== EXTRACTED TEXT ==
_ _ _ _ _

Therefore substitutions like "They provider very good care" for "They provide very good care", or "He resignation yesterday" for "He resigned yesterday", are quite unlikely — in speech. In typing, in contrast, such slips of the finger are very common. I make errors like this all the time, with -ing or -ed or -s or -er or nothing appearing where one of the other choices would be correct. I haven't counted, but I think that my lapsus digitorum of this kind are an order of magnitude more common than the confident-for-competent variety.

And I see this kind of substitution now and then on the web, e.g. here:

My intuitive impression of what's going on when I do things like this is that my conscious attention has shifted to the following words and phrases, and my fingers — or more properly, the part of my brain that controls my fingers in typing — follows well-worn associative paths that happen not to be the right ones.

But this is more or less what happens with speech errors as well. So why is the mental lexicon for typing apparently organized in a way that doesn't impose the syntactic category rule on substitutions? Apparently the letter-to-letter associations in typing have a power that phoneme-to-phoneme associations in speaking don't.

Probably this is a well-studied issue in the psychology of language. But I don't know the references, and don't have time this morning to look them up, so I'll open the question up to the commentariat.



31 Comments

  1. Dick Margulis said,

    July 30, 2015 @ 6:44 am

    My first thought is that the writer meant adopted, not adapted. So already we're dealing with someone who is thinking faster than he's typing (not a criticism, just a clue). I take it this is someone who writes frequently about healthcare policy, and in that field the word provider is top-of-mind quite often and the word provide is not. He has just written PPO, and he obviously knows that it stands for preferred provider organization, so he is really well primed to type provider. I don't think syntactic category comes into play in this example at all.

  2. Stan Carey said,

    July 30, 2015 @ 6:51 am

    I haven't succumbed to provider for provide, but I do make similar typos pretty regularly.

    Typing that when than was meant is very common even in edited prose (I keep a collection), but I don't think I've ever heard the mistake in speech.

  3. Bean said,

    July 30, 2015 @ 7:27 am

    I think one doesn't type words: once the word is well underway, one types popular combinations of letters. I learned to touch-type (for real! not hunting and pecking) in English and obviously I type in English most of the time. I'm fast, but the kind of typos you point out (different parts of speech) do occur.

    But every once in a while I need to type in Italian and it's a disaster. Most of the words end in vowels, and I simply have trouble getting the last vowels onto the words, I keep having to go back and fix things, the words end "English style" when left unattended as I think ahead of my typing. I might add an n after the actual final vowel, or if the word ends in i, it might turn into ing, or often the final vowel turns into an e because that's about the only vowel that's common at the end of English words.

    Actually, speaking of -ing, I have a friend named Franklin and I almost always type it Frankling first, before correcting it.

_ _ _ _ _

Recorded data
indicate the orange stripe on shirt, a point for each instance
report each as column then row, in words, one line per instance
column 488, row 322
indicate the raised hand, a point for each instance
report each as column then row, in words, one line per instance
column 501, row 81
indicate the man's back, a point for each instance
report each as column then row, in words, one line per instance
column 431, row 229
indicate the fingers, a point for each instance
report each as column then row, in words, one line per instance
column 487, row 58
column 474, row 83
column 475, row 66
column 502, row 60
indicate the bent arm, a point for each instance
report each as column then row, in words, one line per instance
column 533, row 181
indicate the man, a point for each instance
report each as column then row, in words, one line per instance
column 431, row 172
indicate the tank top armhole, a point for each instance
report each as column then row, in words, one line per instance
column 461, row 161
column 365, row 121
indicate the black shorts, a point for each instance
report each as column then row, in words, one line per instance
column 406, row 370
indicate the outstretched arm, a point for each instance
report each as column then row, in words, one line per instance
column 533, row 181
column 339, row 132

_ _ _ _ _

== SET PROBLEM A ==
Who are the commenters whose remarks appear in the post about typing slips?
== SET PROBLEM B ==
In the post about typing slips, give the part starting with "Probably this is" and going on through "to the commentariat." again, substituting "literature" for "references".
== SET PROBLEM C ==
Can you pick up the discussion of typing slips after its last sentence and carry it on?

== WRITTEN RESPONSE A ==
Dick Margulis, Stan Carey, Bean

== WRITTEN RESPONSE B ==
Probably this is a well-studied issue in the psychology of language. But I don't know the literature, and don't have time this morning to look them up, so I'll open the question up to the commentariat.

== WRITTEN RESPONSE C ==
  4. Eric P Smith said,

    July 30, 2015 @ 7:33 am

    I wonder if it's evolution. The mental association between what we think and what we say has had 200,000 years to evolve, and the syntactic category rule on substitutions in speech has had 200,000 years to evolve with it. We have only been typing for 200 years.

    my fingers — or more properly, the part of my brain that controls my fingers in typing — follows well-worn associative paths that happen not to be the right ones

    My intuition here is the same as Mark's.
    My personal favourite speech error occurred a few years ago when I was working very late, very tired, on a spreadsheet. I am a verbal thinker, and I may have been subvocalising. I thought: "Nearly done: all I have to sort out now is the Commonwealth. I don't mean the Commonwealth: the column width."

  5. Mark Meckes said,

    July 30, 2015 @ 8:26 am

    Similar to than/that, I've seen lots of is/in/it substitution errors in typed, even edited, prose.

    For some reason I almost always type Christman when I mean Christmas, consistently enough that I automatically go back to delete. And while typing that last sentence I was reminded of another such typo I often make: enought.

  6. Stan Carey said,

    July 30, 2015 @ 8:38 am

    Whenever I type probable I have to go through probably first.

  7. Tim Leonard said,

    July 30, 2015 @ 8:55 am

    In typing, certain spelling fragments (e.g., "sh", "ent", "ion_", "_sch", and whole words such as your name or email address) occur so commonly that the associated finger motions become automatic. The substitution of "provider" for "provide" is likely to be an articulation error—execution of the wrong motor plan—rather than a lexical error. So a fair comparison would be one between the relative frequency of articulation errors in typing to the relative frequency of articulation errors in speech.

  8. Yerushalmi said,

    July 30, 2015 @ 9:14 am

    I discovered a fascinating typing substitution rule quite by accident a few years back. Apparently the direction of the text you are typing also somehow affects your mental lexicon (well, mine anyway – it might be difficult to get a group of people to test this out).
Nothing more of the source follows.